(Sua vez)
Escreva a continuação do texto sobre o mimo na criação dos filhos, começando logo depois da última frase.

----- Texto de estudo

Hoje em dia, muitos pais se perguntam sobre a questão do mimo. Uma resenha recente de um livro de Elizabeth Kolbert na revista "The New Yorker" comparou, desfavoravelmente, crianças norte-americanas com as autossuficientes e competentes crianças de uma tribo da Amazônia peruana. Ela discutiu a noção de, talvez, estarmos criando uma geração que não consegue ou, pelo menos, não quer amarrar os próprios sapatos.
Uma coluna sobre criação dos filhos no "The New York Times" reconheceu que as observações de Kolbert puseram o dedo na ferida de muitos pais contemporâneos; mais recentemente, um artigo opinativo aconselhava os pais a parar de proteger os filhos de cada decepção.
Claramente, estamos vivendo outro daqueles momentos –e eles se repetem, ao longo das gerações– quando os pais se preocupam que talvez não estejam cumprindo seu papel e que a próxima geração, em consequência, corra grave perigo. Em convulsões culturais sobre o quanto as crianças são mimadas, adultos com olhar de censura lembram com carinho dos rigores de sua própria infância. Porém, muitos dos mesmos pais (e avós) que agora se preocupam integraram a geração que Spiro T. Agnew, vice-presidente de Richard Nixon entre 1969 e 1973, acusou de ter sido mimada pelo Dr. Benjamin Spock.

----------
----- Informações extraídas

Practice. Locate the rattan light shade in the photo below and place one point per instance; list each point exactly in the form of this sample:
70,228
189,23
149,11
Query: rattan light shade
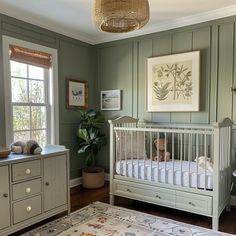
117,16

----------

(Resultado da tarefa)
Na verdade, a criança cheia de privilégios e mimada demais era um personagem típico dos romances do século XIX: como governantas veteranas que presumivelmente sabiam do que falavam, as irmãs Brontë escreveram retratos poderosos de crianças mimadas mais velhas. A cultura muda, mas muitos campos de batalha permanecem os mesmos.
No consultório pediátrico de hoje em dia, os pais muitas vezes citam o mimo, como a mãe da semana passada, em referência ao sono e à alimentação dos bebês pequenos. É como se as perguntas mais desconcertantes sobre como reagir às demandas de uma criança se cristalizassem naqueles primeiros meses quando o recém-nascido chora e os pais se preocupam.
A linha pediátrica oficial –falei algo do gênero à mãe da semana passada– é que não se mima um bebê cuidando bem dele, mas nem essa resposta se revela simples. "É importante se fazer presente, ser responsivo e responsável, mas não quer dizer que se deva atender a todos os caprichos do bebê", diz a Pamela High, professora de pediatria da Universidade Brown e diretora médica da Clínica Fussy Baby, do Centro Brown para o Estudo das Crianças. "Você lhes ensina padrões, rotinas e regularidade."
Os pais podem suprir as necessidades do bebê ao mesmo tempo em que lhe dão a chance de aprender a se acalmar e dormir sem estar no colo. Num estudo aleatório sobre bebês com cólica publicado neste ano pelo grupo de High, quando os pais receberam ajuda em relação à alimentação, sono, rotina e sua própria saúde mental, os nenéns com cólica choraram menos e dormiram mais.
Conforme as crianças crescem, estabelecer limites, rotinas familiares e expectativas se torna mais complicado. Contudo, ainda é uma questão de equilibrar a gratificação imediata e lições maiores sobre a vida.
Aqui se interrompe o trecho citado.